[CONSIGNES]
1. Répondez à ces questions d'après l'extrait :
(a) Dans quel quotidien a paru l'article de Pierre Petitcolin ?
(b) Avec qui Szonja partage-t-elle son voyage ?
(c) Combien de salariés la cité industrielle comptera-t-elle au plus ?
2. Recopiez l'extrait à partir de l'endroit où figurent les mots « Il nous plonge » et arrêtez-vous après « artificiel du Sud-Est). ». Remplacez au passage « viscose » par « rayonne ».

[EXTRAIT]
○ ○ ○
Szonja, chrysalide sur la route de la soie artificielle

 

À propos de Et ils dansaient le dimanche, de Paola Pigani1

Szonja, chrysalide sur la route de la soie artificielle

Dans ce roman empathique, Paola Pigani réussit avec grâce et « sororité » à restituer le combat pour son émancipation d’une jeune ouvrière hongroise au cœur de la France des années 1930.

« L’immense façade blanche s’étire encore sur une centaine de mètres, et l’enfilade de grandes baies vitrées impressionne toujours autant. Un gigantesque paquebot de trois étages posé dans cette zone de Vaulx-en-Velin en pleine réhabilitation. Désormais, seuls « l’allée du textile » et le surnom du quartier – « le quartier de la soie » - rappellent le passé ouvrier des lieux et le poids industriel que l’usine Tase a eus dans la région lyonnaise durant des décennies. » C’est en ces termes que Pierre Petitcolin débute son récent article paru dans L’Humanité, consacré au 8e des 10 lieux de la mémoire ouvrière2, une des séries estivales du quotidien. Et c’est précisément le cadre qu’a choisi Paola Pigani pour son nouveau roman Et ils dansaient le dimanche.
Il nous plonge durant sept ans - entre 1929 et 1936 - dans l’histoire de Szonja, jeune femme hongroise. Elle quitte son pays natal, les travaux champêtres et la misère auxquels elle est promise, dans un train de l’espoir bondé de jeunes en quête d’une autre vie. Szonja partage cette aventure avec sa cousine Márieka : « Tous suivront la voie tracée dit-on par MM. Gillet et Chatain. De bon patrons les attendent en France, convoitant depuis 1923 une main d’œuvre servile et bon marché, qui ont cru en l’avènement de la viscose, cette soie artificielle dont se vêtent déjà à bas prix toutes les femmes d’Europe, dont on va pouvoir fabriquer les meilleurs parachutes pour la prochaine guerre3 ». Dès la première page, le décor est ainsi planté : ce sera le complexe industriel de la Sase (Soie artificielle du Sud-Est) qui prendra le nom de Tase en 1935 (Textile artificiel du Sud-Est).

À leur arrivée à la gare de Lyon-Perrache, Szonja et Márieka sont prises en charge –.comme de nombreuses autres travailleuses qui ont émigré - par les sœurs du Très-Saint-Sauveur qui dirigent un foyer catholique, l’hôtel Jeanne-d’Arc. Une institution créée en 1926 par Mme Gillet elle-même, l’épouse du grand patron. C’est que ce patronat paternaliste veille à tout pour mieux contrôler ainsi cette vaste cité industrielle (elle comptera jusqu’à 3 000 salariés). Une sorte de phalanstère cosmopolite composé de main d’œuvre principalement polonaise, italienne, hongroise, espagnole et française : « Elles se retrouvent dans un bouillon de langues et d’accents avec l’impression d’être dans un pays neuf, fusant de mille histoires.4 » Le travail est très pénible, l’amplitude journalière interminable. La santé est altérée par la manipulation de substances chimiques dangereuses sans les protections nécessaires, et par l’atmosphère empoussiérée et saturée d’humidité. « L’été à l’usine, on soupire dans la chaleur, les mains irritées de poussière humide, étourdis par les émanations chimiques, la sueur en collier défait jusqu’à la poitrine. Le rythme du turbin augmente la peine, peine du travail, peine du soleil invisible.5 »
○ ○ ○
[DONNÉES FOURNIES]
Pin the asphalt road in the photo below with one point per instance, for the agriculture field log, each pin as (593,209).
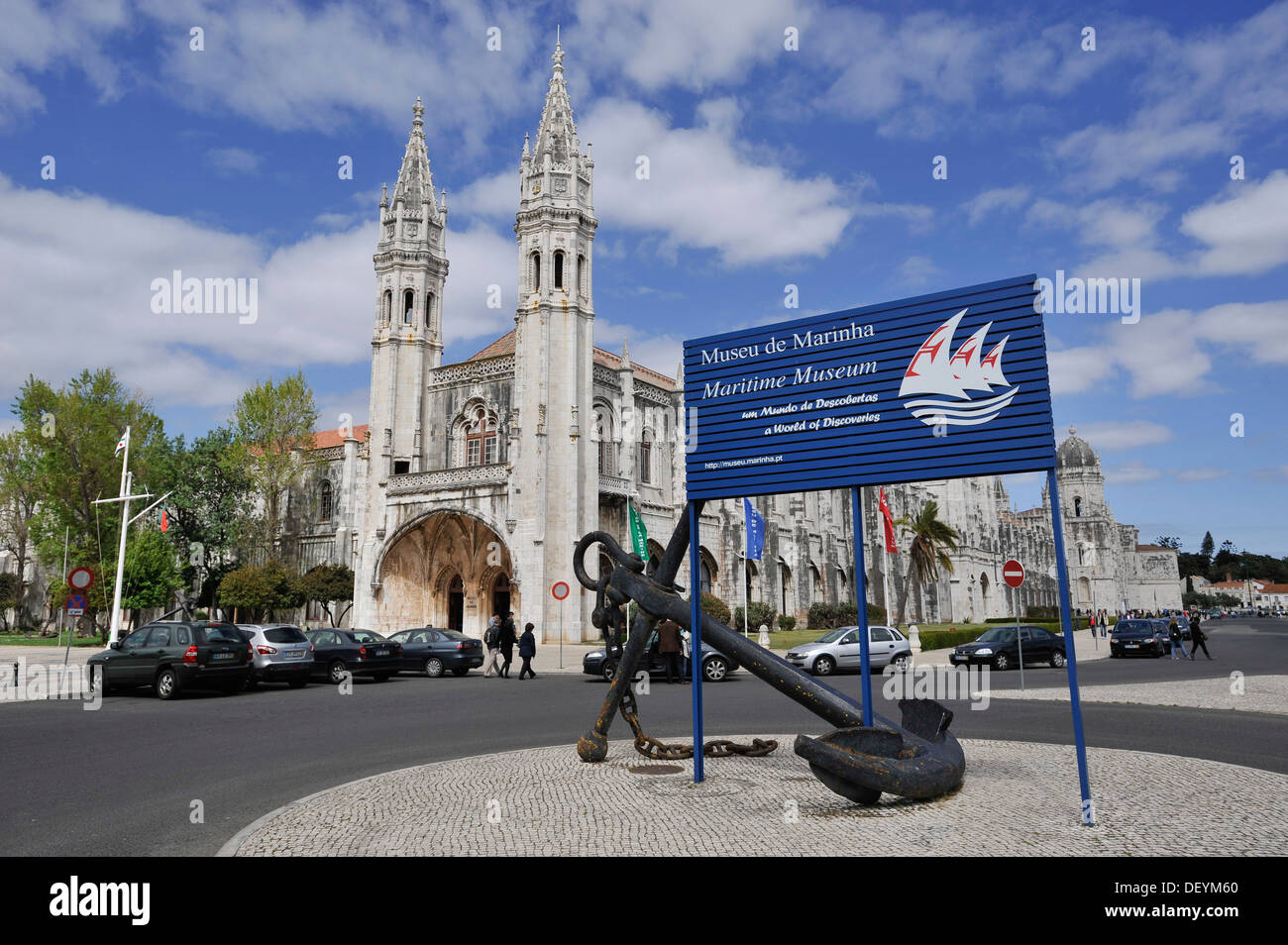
○ ○ ○
[RÉPONSES PAR CONSIGNE]
1.
(a) Dans L'Humanité.
(b) Avec sa cousine Márieka.
(c) Jusqu'à 3 000 salariés.

2.
Il nous plonge durant sept ans - entre 1929 et 1936 - dans l’histoire de Szonja, jeune femme hongroise. Elle quitte son pays natal, les travaux champêtres et la misère auxquels elle est promise, dans un train de l’espoir bondé de jeunes en quête d’une autre vie. Szonja partage cette aventure avec sa cousine Márieka : « Tous suivront la voie tracée dit-on par MM. Gillet et Chatain. De bon patrons les attendent en France, convoitant depuis 1923 une main d’œuvre servile et bon marché, qui ont cru en l’avènement de la rayonne, cette soie artificielle dont se vêtent déjà à bas prix toutes les femmes d’Europe, dont on va pouvoir fabriquer les meilleurs parachutes pour la prochaine guerre3 ». Dès la première page, le décor est ainsi planté : ce sera le complexe industriel de la Sase (Soie artificielle du Sud-Est) qui prendra le nom de Tase en 1935 (Textile artificiel du Sud-Est).